The AMOC isn’t the only oceanic current system, but it's gigantic. It's vital to many marine ecosystems in the Atlantic, and it’s a big reason the Earth's climate works the way it does. It works like an industrial-sized conveyor belt, constantly moving water between Earth's poles.

This movement helps with temperature exchange, circulating carbon and salts, and transporting tons of other nutrients needed to sustain life. As water warmed in the south Atlantic is pushed northwards, it cools and evaporates. This evaporation leaves salts  and other minerals behind, which makes the water more dense.

The changes in water density that come with latitudinal changes in temperature and salt are what keeps the AMOC chugging along. Salt water moves up through the Caribbean and along the eastern seaboard to the Arctic. As it travels, the warm, salty water cools and sinks to the depths of the North Atlantic.

Then it begins its return journey south, becoming less salty on the way. As the waters warm and desalinate, they become less dense, and rise to the surface. By the time that water reaches the South Atlantic, it's ready to start the whole cycle all over again.

This transfer of nutrients and temperature exchange across the ocean plays a major role in ecosystems all along the way. Trust me, it’s all a lot more complex than it sounds. Even though researchers have  been studying it for decades, some elements of how the AMOC does what it does remain mysterious.

But one thing we do know is that as the AMOC snakes its way through the Atlantic, it's not just influencing life under the sea. It's also a huge reason Earth's climate and weather systems work the way they do. This massive current plays a crucial role in transporting heat to different parts of the world, sending rain clouds to the Amazon and to Africa, warm air to northern Europe, and creating all sorts of weather patterns that make climate conditions in and around the Atlantic what they are.

● **Extracted data**:
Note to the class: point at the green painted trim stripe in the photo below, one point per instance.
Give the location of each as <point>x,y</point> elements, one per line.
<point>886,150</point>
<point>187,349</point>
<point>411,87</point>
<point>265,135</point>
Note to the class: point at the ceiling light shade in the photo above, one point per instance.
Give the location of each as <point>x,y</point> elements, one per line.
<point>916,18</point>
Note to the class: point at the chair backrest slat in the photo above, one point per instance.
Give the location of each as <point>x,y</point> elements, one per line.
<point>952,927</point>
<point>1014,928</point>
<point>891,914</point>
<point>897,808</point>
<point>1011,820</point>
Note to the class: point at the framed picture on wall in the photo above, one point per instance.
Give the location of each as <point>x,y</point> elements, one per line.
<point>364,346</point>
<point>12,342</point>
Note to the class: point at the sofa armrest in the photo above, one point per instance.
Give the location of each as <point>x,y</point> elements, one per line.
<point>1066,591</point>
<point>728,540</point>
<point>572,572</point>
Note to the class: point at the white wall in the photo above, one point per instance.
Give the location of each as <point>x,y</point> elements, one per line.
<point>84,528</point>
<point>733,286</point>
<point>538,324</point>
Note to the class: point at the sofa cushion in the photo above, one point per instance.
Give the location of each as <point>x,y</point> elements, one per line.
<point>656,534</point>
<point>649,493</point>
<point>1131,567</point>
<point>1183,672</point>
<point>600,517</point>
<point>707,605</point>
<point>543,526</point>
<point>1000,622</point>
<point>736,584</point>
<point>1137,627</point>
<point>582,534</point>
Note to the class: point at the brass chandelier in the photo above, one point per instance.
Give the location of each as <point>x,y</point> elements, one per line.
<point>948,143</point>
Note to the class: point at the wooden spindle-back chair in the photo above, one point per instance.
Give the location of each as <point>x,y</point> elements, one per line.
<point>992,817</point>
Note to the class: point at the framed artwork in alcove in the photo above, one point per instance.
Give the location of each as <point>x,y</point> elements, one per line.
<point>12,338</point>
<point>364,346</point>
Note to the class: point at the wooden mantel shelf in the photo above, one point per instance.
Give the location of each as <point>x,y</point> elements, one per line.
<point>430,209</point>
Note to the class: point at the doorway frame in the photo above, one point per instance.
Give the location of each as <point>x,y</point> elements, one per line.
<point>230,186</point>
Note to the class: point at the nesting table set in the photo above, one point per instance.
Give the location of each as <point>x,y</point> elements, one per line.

● **Aim 1**:
Transcribe the stretch of the AMOC passage from "This transfer of" through "what they are.".
● **Aim 2**:
According to the AMOC passage, what happens to the warm, salty water as it travels toward the Arctic?

● **Complete answer 1**:
This transfer of nutrients and temperature exchange across the ocean plays a major role in ecosystems all along the way. Trust me, it’s all a lot more complex than it sounds. Even though researchers have  been studying it for decades, some elements of how the AMOC does what it does remain mysterious.

But one thing we do know is that as the AMOC snakes its way through the Atlantic, it's not just influencing life under the sea. It's also a huge reason Earth's climate and weather systems work the way they do. This massive current plays a crucial role in transporting heat to different parts of the world, sending rain clouds to the Amazon and to Africa, warm air to northern Europe, and creating all sorts of weather patterns that make climate conditions in and around the Atlantic what they are.

● **Complete answer 2**:
It cools and sinks to the depths of the North Atlantic.